TEXT =
======

Breaking the abuser’s control

The Financial Abuse Code, launched in 2018 and refreshed in 2021, provides guidance to financial services firms on supporting victim-survivors with first steps to regaining control of their finances - via measures such as opening new accounts with non-standard documentation, applying non-geographic sort codes to safeguard the victim’s location, flexibility on change of address processes, issuing new payment cards / passbooks and resetting the customer’s digital access. Economic abuse also became a recognised criminal offence via the Domestic Abuse Act 2021. 

Moving to full financial independence

“From control to financial freedom” is the start of the next step. This report published by UK Finance with the assistance of the charity Surviving Economic Abuse and experts from the financial and legal sector (the BSA included) looks at the more complex issues inhibiting victim-survivors of economic abuse from gaining full, stable financial independence. 

It highlights three issues which can cause the victim-survivor ongoing harm even when the perpetrator’s direct control of their finances has been dismantled:

  • Debt accrued as a result of victim-survivors being coerced into taking out loans

  • Separation of joint financial services products – particularly mortgages and other loans

  • Perpetrators using payment references to send abusive messages to their victims.

None of these issues have an instant solution and further work is needed to come up with solutions which are victim-survivor-supportive but balance the needs of all parties involved – some of these solutions will require action by government and other stakeholders outside of financial services. 
More importantly, this represents a strong commitment to translating policy recommendations into real solutions to give back sustained financial independence to victim-survivors of economic abuse.

======

Data taken from a collection =
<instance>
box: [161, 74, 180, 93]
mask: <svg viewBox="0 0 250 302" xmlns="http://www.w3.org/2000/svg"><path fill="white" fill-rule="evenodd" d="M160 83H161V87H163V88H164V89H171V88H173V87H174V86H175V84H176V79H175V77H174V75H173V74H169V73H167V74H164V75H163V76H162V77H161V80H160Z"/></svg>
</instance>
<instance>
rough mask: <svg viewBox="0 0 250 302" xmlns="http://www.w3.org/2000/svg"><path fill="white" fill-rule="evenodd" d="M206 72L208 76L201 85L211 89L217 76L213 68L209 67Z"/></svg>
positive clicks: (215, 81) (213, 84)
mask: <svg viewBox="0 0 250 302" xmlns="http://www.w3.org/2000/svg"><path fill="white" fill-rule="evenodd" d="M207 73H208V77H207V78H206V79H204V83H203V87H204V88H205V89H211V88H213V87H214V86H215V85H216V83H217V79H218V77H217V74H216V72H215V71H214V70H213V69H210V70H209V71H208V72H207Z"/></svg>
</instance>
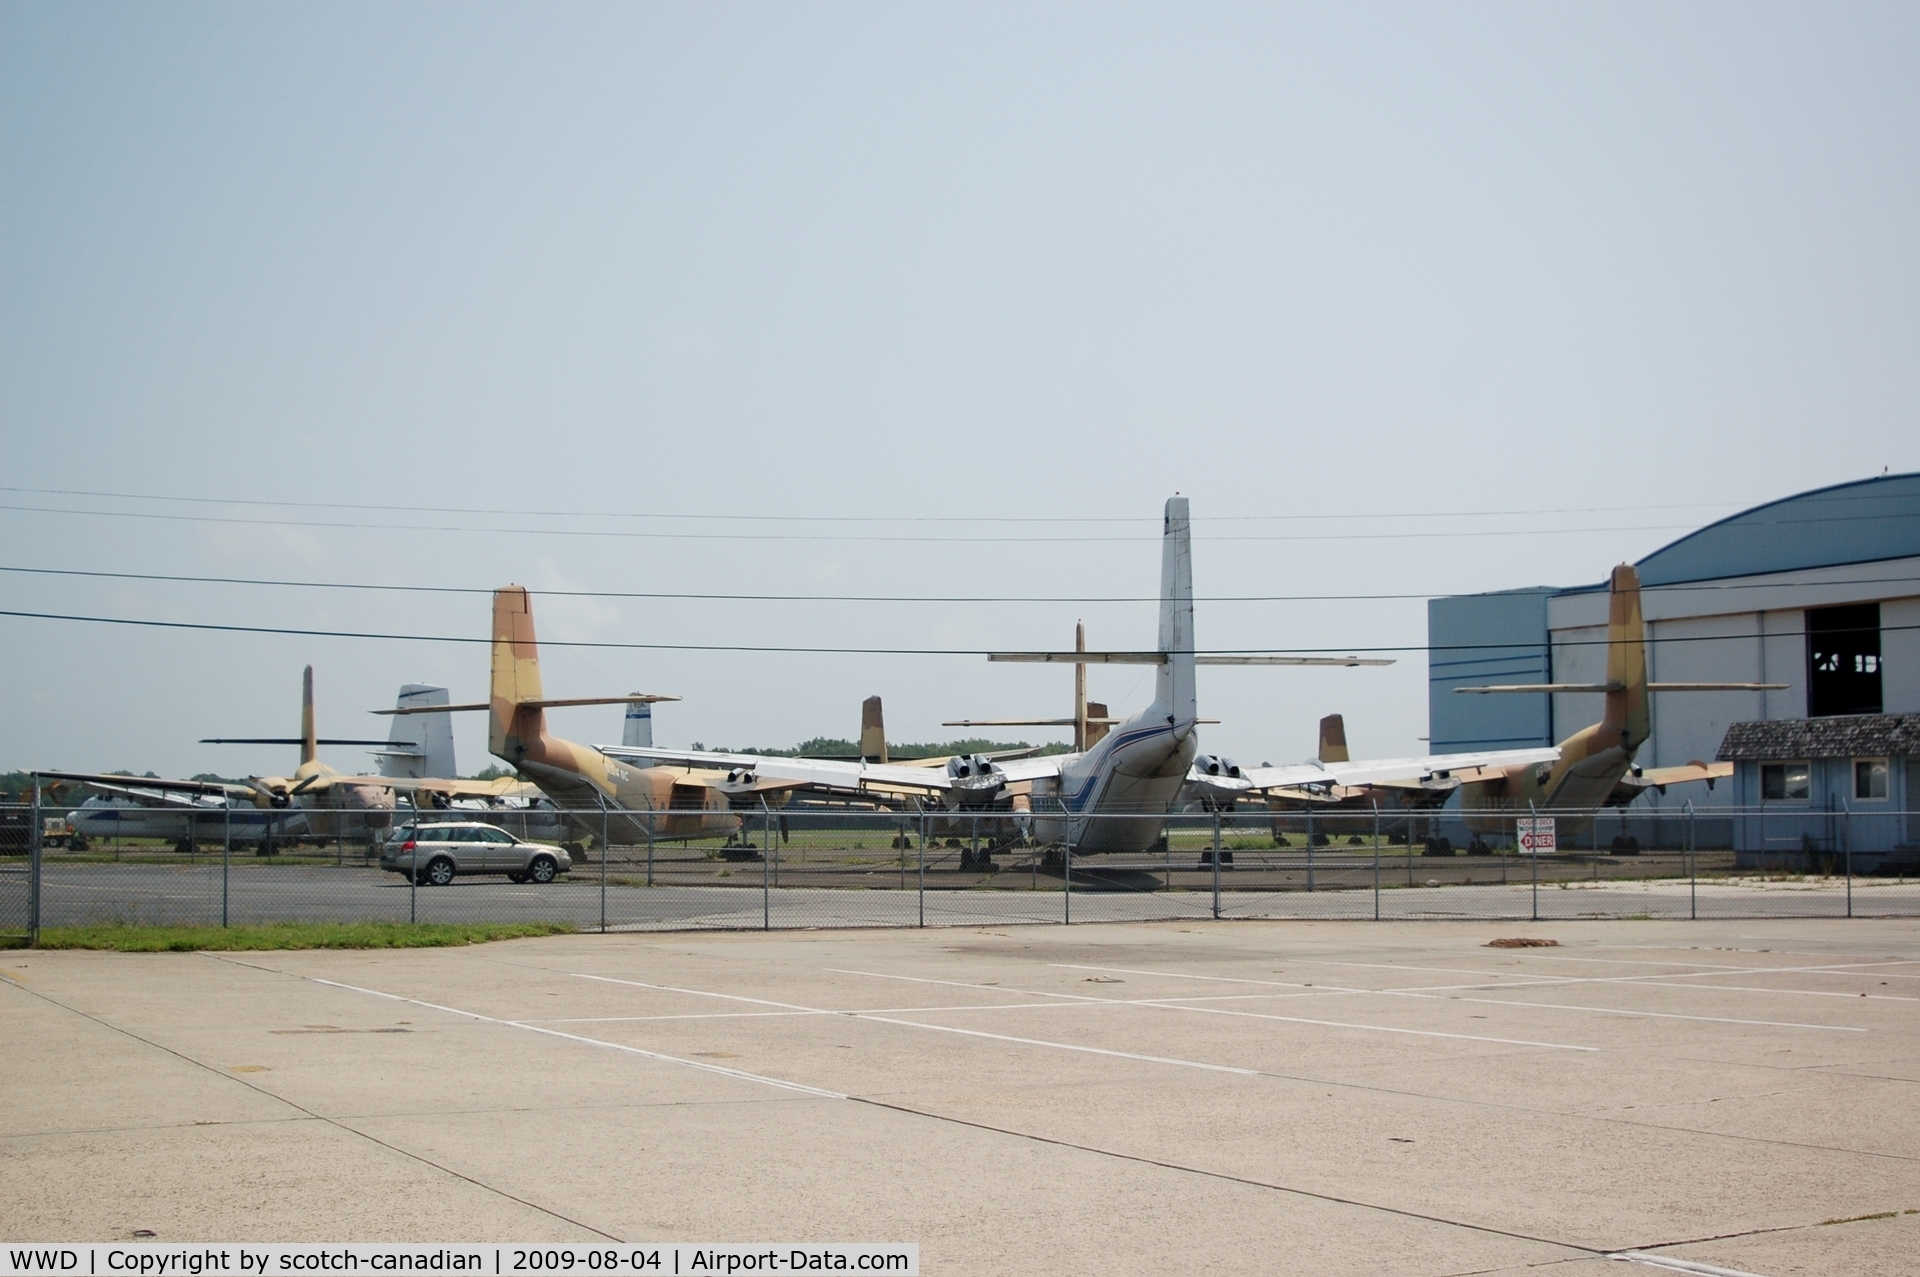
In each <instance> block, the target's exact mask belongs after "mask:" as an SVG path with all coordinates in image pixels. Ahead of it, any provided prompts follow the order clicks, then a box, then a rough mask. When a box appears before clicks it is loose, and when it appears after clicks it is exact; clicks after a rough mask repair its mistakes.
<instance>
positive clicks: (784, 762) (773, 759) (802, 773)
mask: <svg viewBox="0 0 1920 1277" xmlns="http://www.w3.org/2000/svg"><path fill="white" fill-rule="evenodd" d="M597 749H599V751H601V753H603V755H607V757H609V759H622V760H626V762H634V764H639V766H645V764H649V762H655V764H668V766H699V768H722V770H728V772H733V770H739V772H749V774H753V776H756V778H760V780H762V782H764V780H783V782H793V783H799V785H814V787H820V789H835V791H841V793H868V791H881V789H914V791H922V793H925V791H937V789H950V787H952V778H950V776H948V774H947V768H945V766H910V764H902V762H852V760H847V762H843V760H839V759H770V757H766V755H724V753H710V751H697V749H660V747H657V745H647V747H639V745H597ZM1064 757H1068V755H1052V757H1046V759H1010V760H1008V762H1004V764H996V766H998V770H1000V772H1002V774H1004V776H1006V780H1008V782H1018V780H1035V778H1039V776H1058V774H1060V759H1064Z"/></svg>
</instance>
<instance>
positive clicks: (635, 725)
mask: <svg viewBox="0 0 1920 1277" xmlns="http://www.w3.org/2000/svg"><path fill="white" fill-rule="evenodd" d="M634 695H639V693H637V691H636V693H634ZM620 743H622V745H637V747H641V749H651V747H653V707H651V705H628V707H626V726H624V728H622V730H620Z"/></svg>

======

ACTIVITY =
Answer these from the economic abuse text:
(a) In what year was the Financial Abuse Code launched?
(b) Which law made economic abuse a recognised criminal offence?
(c) Which charity helped UK Finance with the report "From control to financial freedom"?
Rely only on the economic abuse text for your answers.

WRITTEN ANSWER =
(a) 2018
(b) The Domestic Abuse Act 2021
(c) Surviving Economic Abuse